> [Dataset rows on where objects appear]:
════
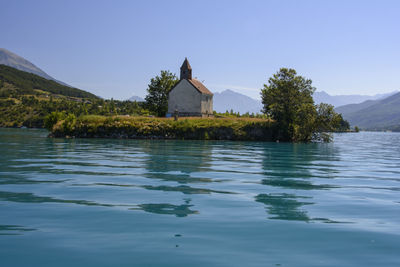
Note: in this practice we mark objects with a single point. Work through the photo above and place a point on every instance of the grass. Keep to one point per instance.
(165, 128)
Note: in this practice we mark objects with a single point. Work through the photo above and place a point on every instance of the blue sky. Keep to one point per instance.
(113, 48)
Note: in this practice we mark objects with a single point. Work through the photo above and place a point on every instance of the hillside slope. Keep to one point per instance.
(13, 60)
(24, 83)
(374, 115)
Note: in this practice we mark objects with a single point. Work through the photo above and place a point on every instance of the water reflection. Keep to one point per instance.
(285, 206)
(169, 209)
(14, 229)
(32, 198)
(177, 160)
(287, 166)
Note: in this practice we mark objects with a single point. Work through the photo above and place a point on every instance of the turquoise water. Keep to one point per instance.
(105, 202)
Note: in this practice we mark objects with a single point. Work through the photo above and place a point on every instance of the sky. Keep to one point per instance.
(114, 48)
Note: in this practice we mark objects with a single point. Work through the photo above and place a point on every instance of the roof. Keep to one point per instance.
(186, 65)
(200, 87)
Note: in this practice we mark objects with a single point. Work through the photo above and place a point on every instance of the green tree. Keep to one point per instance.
(157, 92)
(287, 98)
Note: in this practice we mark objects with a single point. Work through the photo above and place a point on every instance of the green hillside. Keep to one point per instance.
(374, 115)
(26, 99)
(24, 83)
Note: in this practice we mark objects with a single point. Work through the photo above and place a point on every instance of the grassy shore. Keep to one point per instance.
(165, 128)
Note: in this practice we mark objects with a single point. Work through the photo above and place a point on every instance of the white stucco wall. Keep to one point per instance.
(207, 104)
(185, 98)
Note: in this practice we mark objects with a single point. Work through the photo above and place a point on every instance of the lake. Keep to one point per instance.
(103, 202)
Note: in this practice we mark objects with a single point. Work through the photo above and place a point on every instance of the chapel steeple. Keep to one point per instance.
(186, 70)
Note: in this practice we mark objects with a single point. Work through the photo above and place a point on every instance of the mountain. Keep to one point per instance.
(229, 99)
(12, 60)
(136, 98)
(15, 82)
(340, 100)
(383, 114)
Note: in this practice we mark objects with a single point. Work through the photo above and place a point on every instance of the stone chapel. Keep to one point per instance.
(189, 97)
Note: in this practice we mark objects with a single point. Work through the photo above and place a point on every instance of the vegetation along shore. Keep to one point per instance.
(289, 112)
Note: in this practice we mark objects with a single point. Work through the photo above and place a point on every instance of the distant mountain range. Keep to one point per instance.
(229, 100)
(383, 114)
(12, 60)
(136, 98)
(340, 100)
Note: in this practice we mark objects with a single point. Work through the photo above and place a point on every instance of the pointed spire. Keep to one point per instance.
(186, 70)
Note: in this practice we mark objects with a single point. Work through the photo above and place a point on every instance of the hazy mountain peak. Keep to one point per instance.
(229, 99)
(136, 98)
(10, 59)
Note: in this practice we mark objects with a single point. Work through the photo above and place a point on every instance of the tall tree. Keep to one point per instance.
(287, 98)
(157, 92)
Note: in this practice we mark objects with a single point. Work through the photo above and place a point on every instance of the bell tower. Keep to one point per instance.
(186, 70)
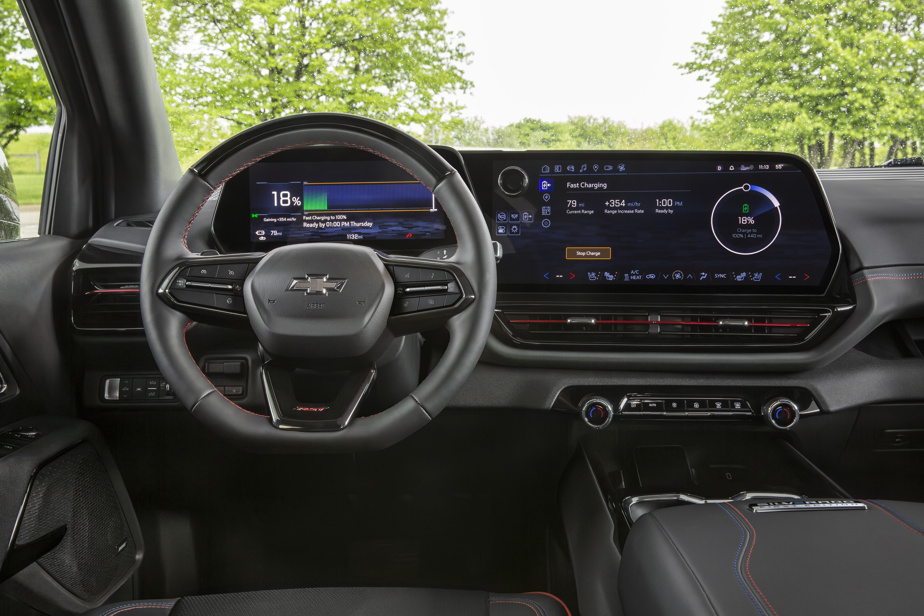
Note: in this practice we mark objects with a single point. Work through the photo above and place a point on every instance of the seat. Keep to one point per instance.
(723, 559)
(347, 602)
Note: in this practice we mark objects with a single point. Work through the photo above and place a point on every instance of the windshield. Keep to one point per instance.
(840, 83)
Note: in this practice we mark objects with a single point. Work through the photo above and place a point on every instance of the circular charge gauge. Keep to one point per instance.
(746, 220)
════
> [Short exercise]:
Transcribe the records word for word and include no pictures.

> [Written reply]:
Note: in this practice we mark objects with a single point. Work through the photo above and place a point on every instance of the grass. Keep to one point per instance.
(165, 128)
Note: in this practice we mark objects with a single point. Work through the photo above and place a point on every instance of the blue sky. Keep to one point per instance.
(113, 48)
Note: in this practice we mark objects with a single point. Work through the photo above and place a point on every instance of the hillside slope. Keep to one point per instance.
(13, 60)
(24, 83)
(374, 115)
Note: in this practice we mark objects with a single point. Work through the photo above and place a point on every instance of the water reflection. Keep to one point per instance.
(285, 206)
(169, 209)
(14, 229)
(32, 198)
(177, 160)
(287, 166)
Note: in this practice we mark objects with a single point. Work through the photo above and place a point on every instance of the turquoise water. Keep to one point per instance.
(105, 202)
Note: in this practice we mark objects with a single point. Work through the photo above and place a point on every instance of the sky. Keep to one point per instance.
(114, 48)
Note: in this practice we mark objects with a single point. Work through the photo above and place a point on every instance of the roof. Keep to one point per instance.
(186, 65)
(200, 87)
Note: in this practice we mark objects with a single point. Work through the photo above and place a point on every instance of the green tree. Keep to one point per instance.
(157, 92)
(287, 98)
Note: in this practice we mark objects with a single point. Work through the photo above and place a point on every instance of the green hillside. Keep to one point per instance.
(374, 115)
(26, 99)
(24, 83)
Note: in this practice we mark objects with a single point. Work through the photo above and place a point on every instance of the grassy shore. Keep to one point per instance.
(165, 128)
Note: in this practice we mark objects with a single point. Work through the photo above and place a point on every instance of the white stucco wall. Keep to one point per instance.
(207, 104)
(185, 98)
Note: in this practice we mark objects with a single point. Work through the photo above and place a point on every instance of the lake. Keep to one point per instance.
(103, 202)
Note: in this practice we mark objects with a single point. Work through the photo above and place a point on every instance of the chapel steeple. Keep to one point per instance.
(186, 70)
Note: in this practice we mark objects with a single point. Work through the photo above and place a point on every instance of the mountain. Keep to one point per instance.
(229, 99)
(12, 60)
(136, 98)
(15, 82)
(340, 100)
(383, 114)
Note: in this practice we mark objects with a single point. Work through the photo above and place a point on every instance of the stone chapel. Keep to one point per instance.
(189, 97)
Note: in this practice we mark objects with a single point. Work through the photo above and place a point on every instance of the vegetation along shore. Keep to one point per instance.
(289, 112)
Note: in this practice we mark objects with a single point. Work through the photo above and place a point on every instance of the distant mountain range. Keep to one point per instance.
(229, 100)
(383, 114)
(12, 60)
(136, 98)
(340, 100)
Note: in this practice we mark objects with a single point. Work through the photo above and place a point on every instance of the pointed spire. Keep to one point per instance.
(186, 70)
Note: in this practice we mark objects with a single point. Work through the photo above and place a point on every instance of the hazy mountain peak. Keep to one point per instance.
(229, 99)
(136, 98)
(10, 59)
Note: in this practice we mark objects with a single point. Work through the photo above and place a point on every instance of the tall tree. Keep to one point per instance.
(287, 98)
(157, 92)
Note: in this practice we mark objects with a single point. Work through the photo above and place a point on every instance of the bell tower. Keep to one point per instance.
(186, 70)
Note: in this practice we mark objects with a single point. Work through the photo above and place a point on every instance of the seat. Keep to one point per instance.
(723, 559)
(347, 602)
Note: in this practice we mark objects with a single point. Work through the photo above and place a point on every instance of the windshield. Keep to one point per instance.
(840, 83)
Note: in this practice we mark objects with a single point. Work through the photo above and place a point on every instance of the circular charge gauge. Keep to one point per instance.
(746, 220)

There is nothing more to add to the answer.